--- START Data records ---

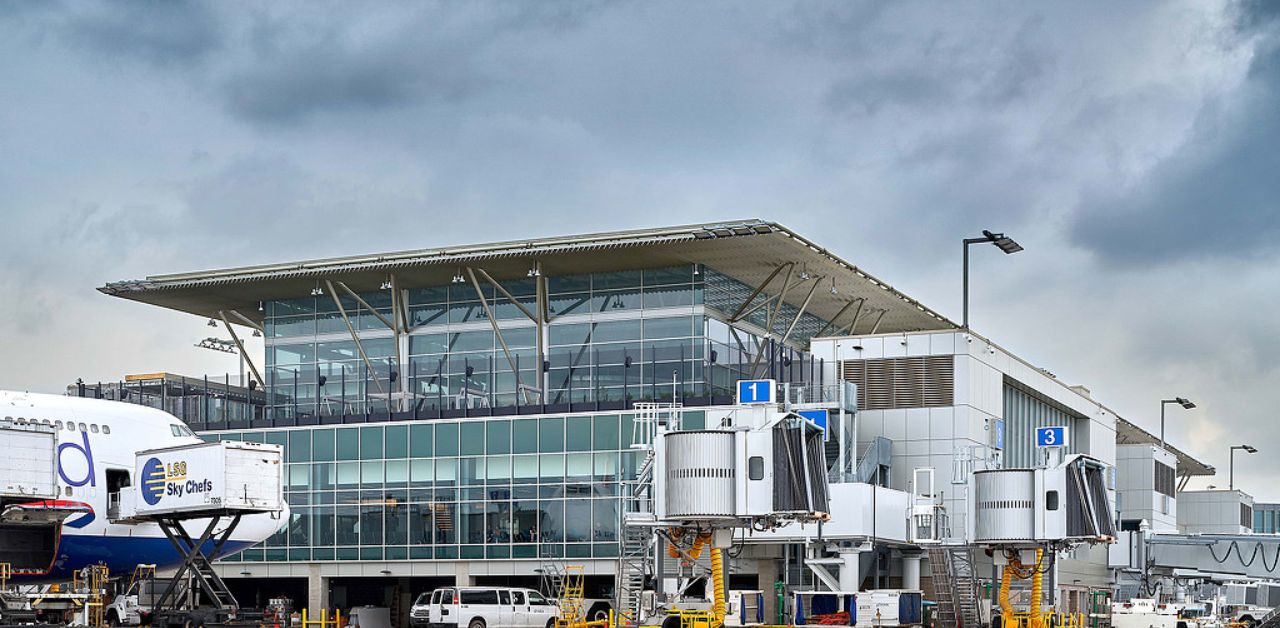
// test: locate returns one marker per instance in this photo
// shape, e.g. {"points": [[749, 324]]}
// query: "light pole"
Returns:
{"points": [[1002, 242], [1180, 400], [1247, 449]]}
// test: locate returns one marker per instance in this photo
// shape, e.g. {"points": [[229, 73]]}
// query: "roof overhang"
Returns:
{"points": [[1129, 434], [746, 250]]}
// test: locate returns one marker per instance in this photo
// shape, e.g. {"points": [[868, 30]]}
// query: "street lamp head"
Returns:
{"points": [[1004, 242]]}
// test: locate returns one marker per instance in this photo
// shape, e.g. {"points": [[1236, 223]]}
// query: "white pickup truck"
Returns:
{"points": [[133, 606]]}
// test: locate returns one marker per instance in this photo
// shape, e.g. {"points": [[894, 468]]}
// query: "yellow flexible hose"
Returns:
{"points": [[718, 578], [1037, 586], [1006, 608]]}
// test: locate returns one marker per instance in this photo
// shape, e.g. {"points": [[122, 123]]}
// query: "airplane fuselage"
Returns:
{"points": [[96, 447]]}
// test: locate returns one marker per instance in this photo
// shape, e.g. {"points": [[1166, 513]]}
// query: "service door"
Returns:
{"points": [[540, 609]]}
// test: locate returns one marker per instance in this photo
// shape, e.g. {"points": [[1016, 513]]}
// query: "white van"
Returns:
{"points": [[483, 608]]}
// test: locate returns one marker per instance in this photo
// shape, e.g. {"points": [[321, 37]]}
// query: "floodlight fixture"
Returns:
{"points": [[1004, 242], [1001, 241]]}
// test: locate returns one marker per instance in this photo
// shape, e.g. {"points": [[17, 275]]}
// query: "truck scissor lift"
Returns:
{"points": [[211, 486]]}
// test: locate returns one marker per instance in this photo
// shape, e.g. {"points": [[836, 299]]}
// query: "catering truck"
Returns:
{"points": [[192, 480]]}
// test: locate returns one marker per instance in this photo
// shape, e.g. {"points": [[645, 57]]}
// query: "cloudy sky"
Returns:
{"points": [[1132, 147]]}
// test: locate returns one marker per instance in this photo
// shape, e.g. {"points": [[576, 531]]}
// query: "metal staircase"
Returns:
{"points": [[635, 555], [955, 586]]}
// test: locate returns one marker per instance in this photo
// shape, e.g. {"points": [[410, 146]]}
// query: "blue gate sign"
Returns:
{"points": [[1051, 436], [755, 392], [818, 418]]}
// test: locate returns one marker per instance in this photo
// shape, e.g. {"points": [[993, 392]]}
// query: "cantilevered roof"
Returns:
{"points": [[749, 251], [1129, 434]]}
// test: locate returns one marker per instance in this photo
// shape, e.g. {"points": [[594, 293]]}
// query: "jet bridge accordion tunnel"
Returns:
{"points": [[1063, 504], [737, 476]]}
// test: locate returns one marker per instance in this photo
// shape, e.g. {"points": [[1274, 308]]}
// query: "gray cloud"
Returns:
{"points": [[1219, 197], [158, 32], [136, 142]]}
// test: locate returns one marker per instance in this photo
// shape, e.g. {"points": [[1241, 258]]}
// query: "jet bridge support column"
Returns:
{"points": [[318, 591], [849, 573], [912, 569]]}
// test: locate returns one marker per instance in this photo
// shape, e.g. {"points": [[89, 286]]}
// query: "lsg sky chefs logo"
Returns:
{"points": [[160, 480]]}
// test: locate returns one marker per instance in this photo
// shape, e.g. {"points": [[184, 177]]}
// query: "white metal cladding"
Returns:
{"points": [[700, 473], [1027, 411], [1005, 505]]}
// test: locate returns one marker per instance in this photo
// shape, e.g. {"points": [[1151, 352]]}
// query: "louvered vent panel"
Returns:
{"points": [[903, 383]]}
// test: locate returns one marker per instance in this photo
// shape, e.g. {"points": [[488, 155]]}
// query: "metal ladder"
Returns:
{"points": [[955, 585], [1270, 620], [571, 601]]}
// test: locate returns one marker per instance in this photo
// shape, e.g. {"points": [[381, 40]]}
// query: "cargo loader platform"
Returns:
{"points": [[210, 485]]}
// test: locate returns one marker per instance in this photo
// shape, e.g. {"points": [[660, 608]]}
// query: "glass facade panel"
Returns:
{"points": [[462, 452]]}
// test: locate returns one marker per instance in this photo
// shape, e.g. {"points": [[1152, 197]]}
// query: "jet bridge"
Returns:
{"points": [[1223, 557]]}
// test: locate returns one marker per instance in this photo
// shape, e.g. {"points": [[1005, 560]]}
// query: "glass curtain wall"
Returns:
{"points": [[544, 486], [612, 338]]}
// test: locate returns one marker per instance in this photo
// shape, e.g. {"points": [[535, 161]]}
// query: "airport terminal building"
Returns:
{"points": [[466, 415]]}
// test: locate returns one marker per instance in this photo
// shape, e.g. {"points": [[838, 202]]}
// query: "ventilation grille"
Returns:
{"points": [[926, 381]]}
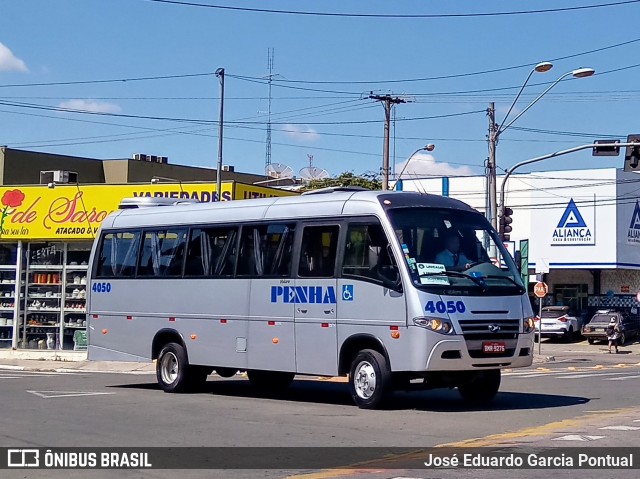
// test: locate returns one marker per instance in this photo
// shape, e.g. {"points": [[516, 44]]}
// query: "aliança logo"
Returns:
{"points": [[572, 228], [633, 235]]}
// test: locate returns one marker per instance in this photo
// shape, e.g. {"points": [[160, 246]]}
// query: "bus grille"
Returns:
{"points": [[490, 329]]}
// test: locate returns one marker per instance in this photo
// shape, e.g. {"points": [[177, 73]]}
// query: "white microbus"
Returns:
{"points": [[391, 289]]}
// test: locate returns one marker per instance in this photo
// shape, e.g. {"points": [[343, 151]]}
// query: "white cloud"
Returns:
{"points": [[90, 105], [423, 164], [9, 62], [303, 133]]}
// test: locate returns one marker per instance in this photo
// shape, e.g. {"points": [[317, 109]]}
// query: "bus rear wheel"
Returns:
{"points": [[481, 388], [369, 379], [174, 373]]}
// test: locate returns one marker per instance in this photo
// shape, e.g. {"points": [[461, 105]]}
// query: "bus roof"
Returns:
{"points": [[324, 203]]}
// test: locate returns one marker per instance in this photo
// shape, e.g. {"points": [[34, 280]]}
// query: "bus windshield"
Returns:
{"points": [[454, 252]]}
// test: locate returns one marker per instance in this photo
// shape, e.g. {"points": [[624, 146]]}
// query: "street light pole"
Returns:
{"points": [[220, 74], [495, 132], [388, 101], [552, 155], [429, 147]]}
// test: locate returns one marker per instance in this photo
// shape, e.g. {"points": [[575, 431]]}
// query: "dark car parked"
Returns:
{"points": [[596, 329]]}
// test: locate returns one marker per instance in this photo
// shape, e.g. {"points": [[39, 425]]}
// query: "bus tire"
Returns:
{"points": [[173, 372], [481, 388], [226, 372], [270, 381], [370, 379]]}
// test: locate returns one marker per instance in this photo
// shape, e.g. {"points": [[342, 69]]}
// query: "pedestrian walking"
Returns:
{"points": [[613, 334]]}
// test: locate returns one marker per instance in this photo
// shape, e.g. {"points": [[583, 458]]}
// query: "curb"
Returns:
{"points": [[7, 367]]}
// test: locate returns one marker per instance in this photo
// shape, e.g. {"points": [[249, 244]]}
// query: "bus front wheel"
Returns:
{"points": [[174, 373], [369, 379], [481, 388]]}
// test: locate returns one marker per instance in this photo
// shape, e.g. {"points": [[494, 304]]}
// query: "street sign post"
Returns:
{"points": [[540, 290]]}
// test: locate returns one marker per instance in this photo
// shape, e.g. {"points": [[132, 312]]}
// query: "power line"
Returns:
{"points": [[394, 15]]}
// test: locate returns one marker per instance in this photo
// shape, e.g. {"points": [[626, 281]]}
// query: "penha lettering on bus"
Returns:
{"points": [[202, 196], [303, 294]]}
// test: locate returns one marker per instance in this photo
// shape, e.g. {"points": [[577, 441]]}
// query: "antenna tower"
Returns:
{"points": [[267, 156]]}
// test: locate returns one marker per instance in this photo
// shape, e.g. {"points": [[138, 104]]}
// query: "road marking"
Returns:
{"points": [[624, 378], [620, 428], [588, 375], [577, 437], [543, 430], [62, 394]]}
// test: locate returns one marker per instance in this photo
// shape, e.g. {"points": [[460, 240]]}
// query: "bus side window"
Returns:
{"points": [[318, 253], [367, 255], [210, 252], [118, 255]]}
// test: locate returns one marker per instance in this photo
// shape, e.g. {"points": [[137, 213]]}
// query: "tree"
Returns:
{"points": [[368, 180]]}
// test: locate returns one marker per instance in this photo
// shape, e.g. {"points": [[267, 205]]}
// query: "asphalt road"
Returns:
{"points": [[567, 402]]}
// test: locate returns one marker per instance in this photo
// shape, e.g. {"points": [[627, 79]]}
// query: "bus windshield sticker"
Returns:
{"points": [[429, 273]]}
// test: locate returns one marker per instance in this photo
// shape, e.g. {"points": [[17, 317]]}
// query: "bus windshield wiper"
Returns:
{"points": [[477, 280], [508, 278]]}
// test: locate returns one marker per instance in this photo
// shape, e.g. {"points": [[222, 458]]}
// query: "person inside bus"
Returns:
{"points": [[452, 256]]}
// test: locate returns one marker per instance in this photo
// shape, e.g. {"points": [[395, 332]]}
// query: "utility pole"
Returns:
{"points": [[492, 211], [387, 101], [220, 74], [267, 156]]}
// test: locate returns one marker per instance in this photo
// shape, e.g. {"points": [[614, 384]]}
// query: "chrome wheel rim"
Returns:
{"points": [[169, 368], [364, 380]]}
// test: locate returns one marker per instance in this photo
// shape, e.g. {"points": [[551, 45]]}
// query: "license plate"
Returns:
{"points": [[493, 348]]}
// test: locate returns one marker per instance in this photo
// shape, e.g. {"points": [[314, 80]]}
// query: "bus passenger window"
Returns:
{"points": [[318, 253], [265, 250], [366, 254], [118, 254], [162, 253], [210, 252]]}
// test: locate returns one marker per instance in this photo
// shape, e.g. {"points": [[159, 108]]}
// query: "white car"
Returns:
{"points": [[558, 322]]}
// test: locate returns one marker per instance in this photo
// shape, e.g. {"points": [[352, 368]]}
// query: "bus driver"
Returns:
{"points": [[451, 256]]}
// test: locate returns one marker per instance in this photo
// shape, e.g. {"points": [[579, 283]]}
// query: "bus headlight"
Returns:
{"points": [[528, 324], [439, 325]]}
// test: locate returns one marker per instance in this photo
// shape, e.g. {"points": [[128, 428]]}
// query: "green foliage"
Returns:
{"points": [[370, 181]]}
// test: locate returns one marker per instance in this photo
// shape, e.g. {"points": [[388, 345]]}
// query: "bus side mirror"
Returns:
{"points": [[518, 260]]}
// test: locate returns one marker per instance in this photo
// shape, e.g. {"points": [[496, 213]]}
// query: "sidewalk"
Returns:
{"points": [[579, 354], [68, 361]]}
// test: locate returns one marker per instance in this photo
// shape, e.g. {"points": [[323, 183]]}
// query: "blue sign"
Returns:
{"points": [[572, 217], [572, 229], [347, 292]]}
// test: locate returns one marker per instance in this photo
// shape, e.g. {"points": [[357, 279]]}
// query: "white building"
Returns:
{"points": [[583, 227]]}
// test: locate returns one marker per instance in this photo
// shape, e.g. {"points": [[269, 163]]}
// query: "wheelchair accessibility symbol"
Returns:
{"points": [[347, 292]]}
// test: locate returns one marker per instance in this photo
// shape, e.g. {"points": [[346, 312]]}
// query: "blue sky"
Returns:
{"points": [[324, 70]]}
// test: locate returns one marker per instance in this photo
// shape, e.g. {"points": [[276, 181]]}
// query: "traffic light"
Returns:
{"points": [[505, 224], [605, 150], [632, 153]]}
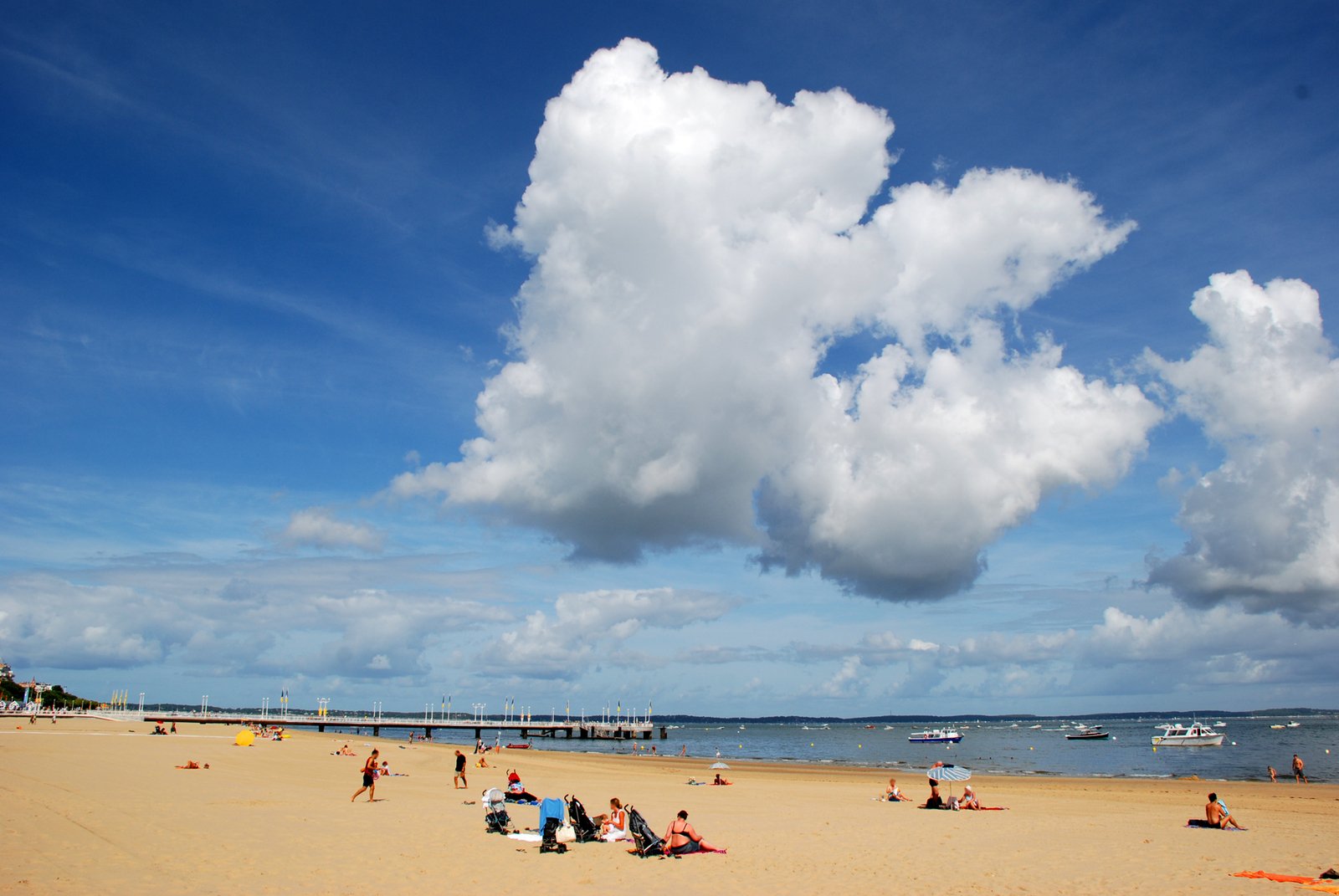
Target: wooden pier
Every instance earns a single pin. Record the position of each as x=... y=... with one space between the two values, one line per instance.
x=489 y=730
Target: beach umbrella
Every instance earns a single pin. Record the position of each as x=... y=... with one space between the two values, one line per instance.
x=950 y=773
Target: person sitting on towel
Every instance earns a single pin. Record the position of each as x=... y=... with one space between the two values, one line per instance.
x=935 y=800
x=895 y=793
x=1218 y=813
x=613 y=825
x=680 y=838
x=515 y=791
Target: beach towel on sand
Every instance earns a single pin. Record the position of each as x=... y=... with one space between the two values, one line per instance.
x=1282 y=878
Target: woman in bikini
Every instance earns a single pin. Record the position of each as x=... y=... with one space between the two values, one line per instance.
x=368 y=778
x=680 y=838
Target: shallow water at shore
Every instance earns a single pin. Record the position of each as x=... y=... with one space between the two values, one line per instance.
x=1249 y=746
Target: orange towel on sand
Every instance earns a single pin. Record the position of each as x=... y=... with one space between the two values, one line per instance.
x=1282 y=878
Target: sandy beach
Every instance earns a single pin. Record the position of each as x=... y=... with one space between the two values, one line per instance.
x=98 y=806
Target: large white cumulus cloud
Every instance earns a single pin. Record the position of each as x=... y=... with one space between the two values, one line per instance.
x=698 y=248
x=1265 y=525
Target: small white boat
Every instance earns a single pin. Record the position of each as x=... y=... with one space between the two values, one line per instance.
x=1195 y=735
x=1086 y=733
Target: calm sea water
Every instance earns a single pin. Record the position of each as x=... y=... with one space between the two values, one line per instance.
x=1249 y=746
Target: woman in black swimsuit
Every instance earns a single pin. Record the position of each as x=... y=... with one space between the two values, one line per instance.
x=682 y=838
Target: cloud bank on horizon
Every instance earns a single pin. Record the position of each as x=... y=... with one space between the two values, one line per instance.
x=700 y=248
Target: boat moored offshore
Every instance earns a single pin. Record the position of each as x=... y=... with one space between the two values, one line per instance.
x=1195 y=735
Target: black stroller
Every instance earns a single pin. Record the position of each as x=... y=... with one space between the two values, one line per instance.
x=646 y=840
x=580 y=822
x=495 y=812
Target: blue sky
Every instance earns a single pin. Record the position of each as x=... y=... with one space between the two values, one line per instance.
x=807 y=358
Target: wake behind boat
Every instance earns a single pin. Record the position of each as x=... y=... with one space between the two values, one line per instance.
x=1180 y=735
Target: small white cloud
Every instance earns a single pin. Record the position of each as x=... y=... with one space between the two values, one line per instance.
x=318 y=528
x=586 y=628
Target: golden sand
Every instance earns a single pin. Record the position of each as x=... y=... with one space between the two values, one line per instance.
x=93 y=806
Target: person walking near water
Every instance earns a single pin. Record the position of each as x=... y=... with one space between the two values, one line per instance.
x=368 y=778
x=459 y=771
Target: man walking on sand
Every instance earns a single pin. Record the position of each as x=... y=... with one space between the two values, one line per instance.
x=459 y=771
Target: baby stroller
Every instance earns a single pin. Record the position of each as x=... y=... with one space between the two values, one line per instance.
x=495 y=812
x=646 y=840
x=582 y=824
x=551 y=818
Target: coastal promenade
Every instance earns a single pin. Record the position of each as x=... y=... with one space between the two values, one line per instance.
x=486 y=729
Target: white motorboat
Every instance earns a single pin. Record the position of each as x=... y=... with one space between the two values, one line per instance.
x=1086 y=733
x=1195 y=735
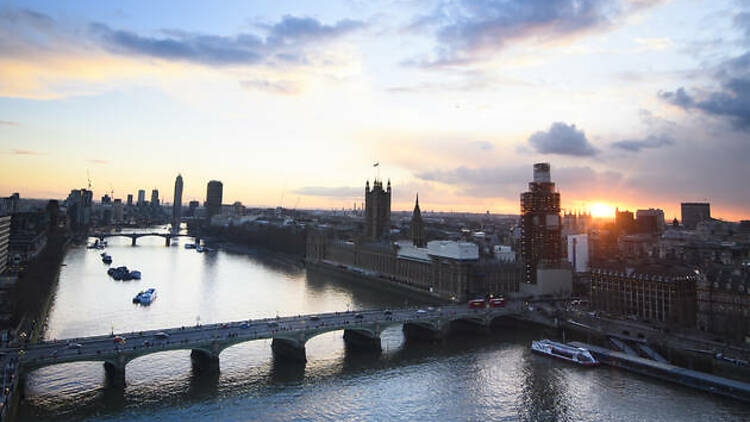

--- END Data records ---

▶ What you will do: List every line of the items above that contains the word "walking", matching case exactly.

▶ Solved exercise:
// query: "pedestrian walking"
Target: person walking near water
Target: man walking on sand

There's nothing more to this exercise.